** TEXT SECTION follows **

Ham, by the way, is depicted as more than a bit perverse. After the Flood, Noah plants a vineyard and gets stone drunk (reasonable, he’d been doing the Ark-building thing for years and then spent something over four months on stormy seas during the Flood). Ham discovers him and has his way with his own daddy. (See Genesis 9:20-29.) He’s probably the one who was the reservoir for the STDs. :slight_smile:

(And the Google ads are promoting flood protection policies and such and workers’ comp compliance in Louisiana – which makes me wonder what the Google search engine knows that we don’t! :D)

Where is this passage found?

I like Eddie Izzards point in one of his shows:

The fish and ducks are all swimming in the rising water as noah tells them to come aboard, and they say “fuck you, I can swim”

Kind of a large logic hole, huh? - the swimming creatures all got away scott free.

If we are to function as nothing more than your straight men I missed the memo, Your God-Kingliness. I’ve been here long enough to know that a dangling straight line, and I’ve dangled a few, is fair game. It’s the least we smart straightmen (vs smart, straight men, though we are that, too) can provide the permanent class clowns that infest this joint. :wink:

Thanks Lissa after posting I did think it was a multiple of seven. But needless to say there was food available for the carnivores.

** End of TEXT SECTION **
** THE DATA follows **

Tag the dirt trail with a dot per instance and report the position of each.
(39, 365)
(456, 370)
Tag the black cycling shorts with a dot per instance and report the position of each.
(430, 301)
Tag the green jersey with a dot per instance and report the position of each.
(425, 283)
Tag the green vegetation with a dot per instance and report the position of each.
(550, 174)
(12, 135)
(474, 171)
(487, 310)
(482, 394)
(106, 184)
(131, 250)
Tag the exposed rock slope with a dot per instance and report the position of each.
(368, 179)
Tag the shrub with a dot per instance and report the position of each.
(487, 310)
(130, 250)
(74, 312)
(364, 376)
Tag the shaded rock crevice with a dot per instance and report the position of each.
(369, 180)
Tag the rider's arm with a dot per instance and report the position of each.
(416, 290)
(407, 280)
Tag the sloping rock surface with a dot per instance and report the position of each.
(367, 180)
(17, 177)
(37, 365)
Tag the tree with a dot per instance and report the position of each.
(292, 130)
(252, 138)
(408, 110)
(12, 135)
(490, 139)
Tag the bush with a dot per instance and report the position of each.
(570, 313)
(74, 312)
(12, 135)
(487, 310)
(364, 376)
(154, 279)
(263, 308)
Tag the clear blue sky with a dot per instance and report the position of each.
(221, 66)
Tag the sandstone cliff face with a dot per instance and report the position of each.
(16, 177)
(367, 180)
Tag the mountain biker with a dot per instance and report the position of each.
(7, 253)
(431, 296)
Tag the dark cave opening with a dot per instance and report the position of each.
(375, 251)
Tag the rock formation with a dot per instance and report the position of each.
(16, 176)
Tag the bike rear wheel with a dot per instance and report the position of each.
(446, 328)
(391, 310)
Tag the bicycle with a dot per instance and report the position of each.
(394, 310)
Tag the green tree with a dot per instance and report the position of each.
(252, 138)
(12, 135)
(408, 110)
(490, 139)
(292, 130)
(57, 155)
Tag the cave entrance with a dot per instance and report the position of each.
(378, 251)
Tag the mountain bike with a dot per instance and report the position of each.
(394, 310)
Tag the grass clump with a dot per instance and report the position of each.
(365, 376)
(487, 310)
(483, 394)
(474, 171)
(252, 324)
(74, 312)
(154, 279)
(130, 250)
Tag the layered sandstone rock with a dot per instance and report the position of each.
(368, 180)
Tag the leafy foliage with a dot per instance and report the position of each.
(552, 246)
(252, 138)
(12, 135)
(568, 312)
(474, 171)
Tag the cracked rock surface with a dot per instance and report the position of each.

** End of THE DATA **

APPLY WHAT YOU READ:
• 1. List every person's name that appears in the forum posts about the Flood.
• 2. Reproduce word for word the stretch of the forum posts about the Flood from "Where is this" through "away scott free.".

OUTPUTS FOR THE TASKS:
• 1. Ham, Noah, Eddie Izzard, Lissa

• 2.
Where is this passage found?

I like Eddie Izzards point in one of his shows:

The fish and ducks are all swimming in the rising water as noah tells them to come aboard, and they say “fuck you, I can swim”

Kind of a large logic hole, huh? - the swimming creatures all got away scott free.